- Directions: Continue the essay on God's sovereignty and human responsibility, starting right after its final sentence.

- Source document:
┌────────

The issue of God’s sovereignty and human responsibility seems to be one of the most difficult biblical truths that are hard to grasp. It is like a puzzle that cannot be resolved. It may be hard for us since we are of finite minds. But for God, and in His revealed Word, we see its compatibility. God’s sovereignty and human responsibility do not contradict each other. God’s sovereignty does not abolish human responsibility and human responsibility does not negate God’s sovereignty.
In pondering (and yes, wrestling!) about this issue, none can help us to understand (though not fully for we never could!) and humbly accept its reality but the Scriptures, and the Internal Testimony of the Spirit. Tons of books1 have been written on this issue but the way to rest our case is by looking at how these two truths sit comfortably with each other in the pages of the Scriptures.
God is sovereign even in the evil actions of man without excusing man and without putting the blame on God. So we can say that (hear me out) “God is the author of evil.” He ordained evil to take place for unless He does so, it won’t occur. He is not the author of evil in the sense that He is not the doer/actor of evil. We’ll expound on this next time. These truths are not incompatible.2 In the following verses, we’ll see the juxtaposition (place side by side) of God’s sovereignty and man’s responsibility. This is biblical compatibilism.
This Jesus, delivered up according to the definite plan and foreknowledge of God, you crucified and killed by the hands of lawless men. 24 God raised him up, loosing the pangs of death, because it was not possible for him to be held by it.
The killing of Jesus by sinners is ordained by God. The crucifixion of Jesus is the evil of all evils but it is ordained by the Good and Holy God. God’s ordination of sin for good is juxtaposed with the committal of sin and the punishment of sinners.

└────────

Entries from an annotation dataset:
┌────────

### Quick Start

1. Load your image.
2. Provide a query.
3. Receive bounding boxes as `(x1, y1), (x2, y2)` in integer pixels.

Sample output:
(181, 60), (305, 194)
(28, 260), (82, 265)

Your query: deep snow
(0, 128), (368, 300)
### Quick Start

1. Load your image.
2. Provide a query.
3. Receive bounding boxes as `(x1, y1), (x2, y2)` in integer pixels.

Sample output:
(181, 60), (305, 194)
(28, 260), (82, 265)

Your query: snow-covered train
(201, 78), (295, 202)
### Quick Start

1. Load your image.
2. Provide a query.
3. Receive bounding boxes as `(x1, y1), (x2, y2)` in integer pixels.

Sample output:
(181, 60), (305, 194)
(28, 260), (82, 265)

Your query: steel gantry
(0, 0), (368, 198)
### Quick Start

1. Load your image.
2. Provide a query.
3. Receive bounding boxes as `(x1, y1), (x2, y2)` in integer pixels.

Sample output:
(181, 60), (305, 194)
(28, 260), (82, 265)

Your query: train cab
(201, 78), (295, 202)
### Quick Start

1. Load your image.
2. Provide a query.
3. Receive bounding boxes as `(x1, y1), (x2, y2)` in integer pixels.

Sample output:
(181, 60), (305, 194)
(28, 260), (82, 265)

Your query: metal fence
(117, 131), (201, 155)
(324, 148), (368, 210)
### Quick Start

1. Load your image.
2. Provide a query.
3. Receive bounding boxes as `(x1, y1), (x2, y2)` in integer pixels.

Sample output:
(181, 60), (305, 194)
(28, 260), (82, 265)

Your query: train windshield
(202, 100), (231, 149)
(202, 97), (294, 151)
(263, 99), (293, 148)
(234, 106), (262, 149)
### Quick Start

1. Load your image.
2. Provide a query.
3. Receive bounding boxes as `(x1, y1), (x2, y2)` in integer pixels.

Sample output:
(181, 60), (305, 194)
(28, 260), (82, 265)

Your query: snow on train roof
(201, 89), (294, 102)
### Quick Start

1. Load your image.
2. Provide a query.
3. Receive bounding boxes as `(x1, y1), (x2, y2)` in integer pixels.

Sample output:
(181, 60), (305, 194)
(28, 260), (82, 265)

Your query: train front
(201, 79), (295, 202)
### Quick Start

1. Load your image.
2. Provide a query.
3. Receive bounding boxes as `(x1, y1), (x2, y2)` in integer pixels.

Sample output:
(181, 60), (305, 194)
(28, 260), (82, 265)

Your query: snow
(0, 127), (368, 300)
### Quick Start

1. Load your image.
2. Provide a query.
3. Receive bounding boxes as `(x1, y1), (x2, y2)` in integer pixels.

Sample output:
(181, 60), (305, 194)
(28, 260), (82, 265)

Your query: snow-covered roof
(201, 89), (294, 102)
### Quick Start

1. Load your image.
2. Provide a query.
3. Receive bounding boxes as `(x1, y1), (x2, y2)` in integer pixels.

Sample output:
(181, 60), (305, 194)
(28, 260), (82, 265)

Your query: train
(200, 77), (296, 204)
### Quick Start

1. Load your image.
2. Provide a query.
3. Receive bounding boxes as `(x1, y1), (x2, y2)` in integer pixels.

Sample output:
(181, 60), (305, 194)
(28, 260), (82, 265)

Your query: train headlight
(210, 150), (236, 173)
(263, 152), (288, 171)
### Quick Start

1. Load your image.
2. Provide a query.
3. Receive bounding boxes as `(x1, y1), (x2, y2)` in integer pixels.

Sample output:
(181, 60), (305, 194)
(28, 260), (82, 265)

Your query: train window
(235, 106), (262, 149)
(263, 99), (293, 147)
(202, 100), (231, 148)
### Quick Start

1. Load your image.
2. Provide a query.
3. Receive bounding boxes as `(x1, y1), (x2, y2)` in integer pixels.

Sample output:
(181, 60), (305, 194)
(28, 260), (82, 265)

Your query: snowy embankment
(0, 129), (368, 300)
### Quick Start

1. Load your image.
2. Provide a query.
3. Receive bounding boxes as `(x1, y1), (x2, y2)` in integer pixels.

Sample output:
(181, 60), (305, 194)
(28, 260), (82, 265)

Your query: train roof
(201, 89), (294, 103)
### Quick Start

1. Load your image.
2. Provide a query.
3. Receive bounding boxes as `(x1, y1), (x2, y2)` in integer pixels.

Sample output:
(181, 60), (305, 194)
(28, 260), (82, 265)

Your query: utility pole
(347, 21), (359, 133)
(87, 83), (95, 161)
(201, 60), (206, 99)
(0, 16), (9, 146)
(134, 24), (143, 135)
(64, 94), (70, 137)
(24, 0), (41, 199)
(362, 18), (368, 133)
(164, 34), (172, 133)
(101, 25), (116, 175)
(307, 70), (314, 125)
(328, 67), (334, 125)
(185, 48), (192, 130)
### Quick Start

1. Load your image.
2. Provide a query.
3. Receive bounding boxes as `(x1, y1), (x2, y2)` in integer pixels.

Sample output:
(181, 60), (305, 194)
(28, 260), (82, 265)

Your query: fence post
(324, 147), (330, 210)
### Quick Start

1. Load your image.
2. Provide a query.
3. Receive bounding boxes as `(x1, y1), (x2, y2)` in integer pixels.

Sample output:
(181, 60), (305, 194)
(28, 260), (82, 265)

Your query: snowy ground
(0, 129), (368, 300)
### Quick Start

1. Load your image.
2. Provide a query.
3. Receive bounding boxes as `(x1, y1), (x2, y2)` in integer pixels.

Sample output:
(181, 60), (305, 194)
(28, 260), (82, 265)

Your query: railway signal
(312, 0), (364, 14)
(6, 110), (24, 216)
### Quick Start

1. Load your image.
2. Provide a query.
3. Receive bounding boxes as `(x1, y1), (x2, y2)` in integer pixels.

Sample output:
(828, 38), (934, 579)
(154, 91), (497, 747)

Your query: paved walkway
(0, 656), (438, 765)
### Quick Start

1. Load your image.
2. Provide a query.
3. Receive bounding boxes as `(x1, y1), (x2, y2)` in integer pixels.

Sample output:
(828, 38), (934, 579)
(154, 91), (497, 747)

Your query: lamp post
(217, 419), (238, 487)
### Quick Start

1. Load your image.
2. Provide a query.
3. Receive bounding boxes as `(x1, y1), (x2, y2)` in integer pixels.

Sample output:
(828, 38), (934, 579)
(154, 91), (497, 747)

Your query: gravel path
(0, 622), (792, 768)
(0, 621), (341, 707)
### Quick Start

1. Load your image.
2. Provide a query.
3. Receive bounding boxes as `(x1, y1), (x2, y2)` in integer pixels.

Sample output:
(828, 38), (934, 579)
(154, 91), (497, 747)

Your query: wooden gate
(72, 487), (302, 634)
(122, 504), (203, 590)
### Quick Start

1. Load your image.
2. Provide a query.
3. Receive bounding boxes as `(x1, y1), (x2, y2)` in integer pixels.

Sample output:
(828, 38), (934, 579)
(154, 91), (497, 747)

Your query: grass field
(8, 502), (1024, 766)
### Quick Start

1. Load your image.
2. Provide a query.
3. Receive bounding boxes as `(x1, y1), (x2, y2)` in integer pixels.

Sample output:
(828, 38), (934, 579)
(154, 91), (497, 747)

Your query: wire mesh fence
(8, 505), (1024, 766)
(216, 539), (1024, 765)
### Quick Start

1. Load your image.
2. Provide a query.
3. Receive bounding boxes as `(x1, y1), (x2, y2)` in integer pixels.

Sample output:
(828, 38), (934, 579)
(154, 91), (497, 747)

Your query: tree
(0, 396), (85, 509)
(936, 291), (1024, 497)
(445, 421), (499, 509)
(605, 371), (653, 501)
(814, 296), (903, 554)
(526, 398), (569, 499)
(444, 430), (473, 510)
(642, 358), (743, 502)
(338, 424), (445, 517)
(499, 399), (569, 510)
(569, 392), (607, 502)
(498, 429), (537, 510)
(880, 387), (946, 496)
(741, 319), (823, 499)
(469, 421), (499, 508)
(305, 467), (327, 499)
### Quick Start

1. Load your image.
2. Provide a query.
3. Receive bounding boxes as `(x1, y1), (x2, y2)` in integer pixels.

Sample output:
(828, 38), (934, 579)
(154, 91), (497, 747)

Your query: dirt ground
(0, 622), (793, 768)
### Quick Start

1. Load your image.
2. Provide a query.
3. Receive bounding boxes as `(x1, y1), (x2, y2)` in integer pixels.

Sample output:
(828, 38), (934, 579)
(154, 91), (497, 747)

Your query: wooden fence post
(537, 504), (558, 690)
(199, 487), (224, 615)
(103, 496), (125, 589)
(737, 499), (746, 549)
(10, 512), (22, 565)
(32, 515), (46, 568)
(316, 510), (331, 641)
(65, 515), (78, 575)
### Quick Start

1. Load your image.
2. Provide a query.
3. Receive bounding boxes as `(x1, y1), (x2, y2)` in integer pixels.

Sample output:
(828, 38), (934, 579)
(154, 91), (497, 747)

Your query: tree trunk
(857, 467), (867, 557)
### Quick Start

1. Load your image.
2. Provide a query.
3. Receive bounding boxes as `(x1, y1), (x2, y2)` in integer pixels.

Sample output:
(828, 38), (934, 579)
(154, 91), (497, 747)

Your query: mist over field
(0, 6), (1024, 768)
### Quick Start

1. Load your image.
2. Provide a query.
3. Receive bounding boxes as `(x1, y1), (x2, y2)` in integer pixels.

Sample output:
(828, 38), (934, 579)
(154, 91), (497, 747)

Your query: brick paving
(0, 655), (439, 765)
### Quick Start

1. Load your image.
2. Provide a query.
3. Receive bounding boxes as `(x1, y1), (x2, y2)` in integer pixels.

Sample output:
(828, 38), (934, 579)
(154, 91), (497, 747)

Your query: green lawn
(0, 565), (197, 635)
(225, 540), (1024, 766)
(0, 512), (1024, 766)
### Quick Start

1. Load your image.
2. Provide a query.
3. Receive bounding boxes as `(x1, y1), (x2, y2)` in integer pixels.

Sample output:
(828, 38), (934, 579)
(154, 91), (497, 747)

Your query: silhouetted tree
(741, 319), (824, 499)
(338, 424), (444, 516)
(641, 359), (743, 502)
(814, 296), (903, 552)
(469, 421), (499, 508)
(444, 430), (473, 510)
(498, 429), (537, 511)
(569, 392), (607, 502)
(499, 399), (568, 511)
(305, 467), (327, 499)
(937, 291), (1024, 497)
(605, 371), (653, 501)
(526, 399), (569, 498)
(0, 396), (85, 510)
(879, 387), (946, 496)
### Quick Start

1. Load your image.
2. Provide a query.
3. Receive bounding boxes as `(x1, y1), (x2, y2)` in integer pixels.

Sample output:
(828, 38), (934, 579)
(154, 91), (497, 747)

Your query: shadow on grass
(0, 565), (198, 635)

└────────

- In response:
The kings of the earth set themselves, and the rulers were gathered together, against the Lord and against his Anointed’— 27 for truly in this city there were gathered together against your holy servant Jesus, whom you anointed, both Herod and Pontius Pilate, along with the Gentiles and the peoples of Israel, 28 to do whatever your hand and your plan had predestined to take place.
They did what God ordained to happen. This is not an incidental decision (damage control) but decided beforehand. It was all orchestrated by God. The kings of the earth “set” themselves, and “gathered” together. But what they did is according to God’s “predestination”.
But what God foretold by the mouth of all the prophets, that his Christ would suffer, he thus fulfilled.
God in His faithfulness and power fulfilled what He had already inspired the prophets to speak of. And how was it fulfilled? Again, it was fulfilled by their “denial” of the Holy One (v.14), and “killing” of the Author of life (v.15).
For the Son of Man goes as it has been determined, but woe to that man by whom he is betrayed!”
The ordination of Jesus’ death and Judas’ betrayal. Notice that even Jesus’ life on earth has been “determined” including Judas’ betrayal. Shall we say that God is to be condemned in His sovereign determination of what took place in the life of His Son? God forbid! The very next words say, “woe” not to God but to that man that betrayed Jesus. It proves God’s incomprehensible mind.
And now do not be distressed or angry with yourselves because you sold me here, for God sent me before you to preserve life. 6 For the famine has been in the land these two years, and there are yet five years in which there will be neither plowing nor harvest. 7 And God sent me before you to preserve for you a remnant on earth, and to keep alive for you many survivors. 8 So it was not you who sent me here, but God. He has made me a father to Pharaoh, and lord of all his house and ruler over all the land of Egypt.
God sent Joseph but his brothers committed the crime. It did not happen by chance. God is holy and not the author of sin but He is sovereign that He can use sin for good purposes. We commit sin for sinful intentions, but God does not.
But Joseph said to them, “Do not fear, for am I in the place of God? 20 As for you, you meant evil against me, but God meant it for good, to bring it about that many people should be kept alive, as they are today.
God is able to overrule men’s wickedness. God has the power to sovereignly use evil to accomplish His good pleasure. God uses evil for His good intention.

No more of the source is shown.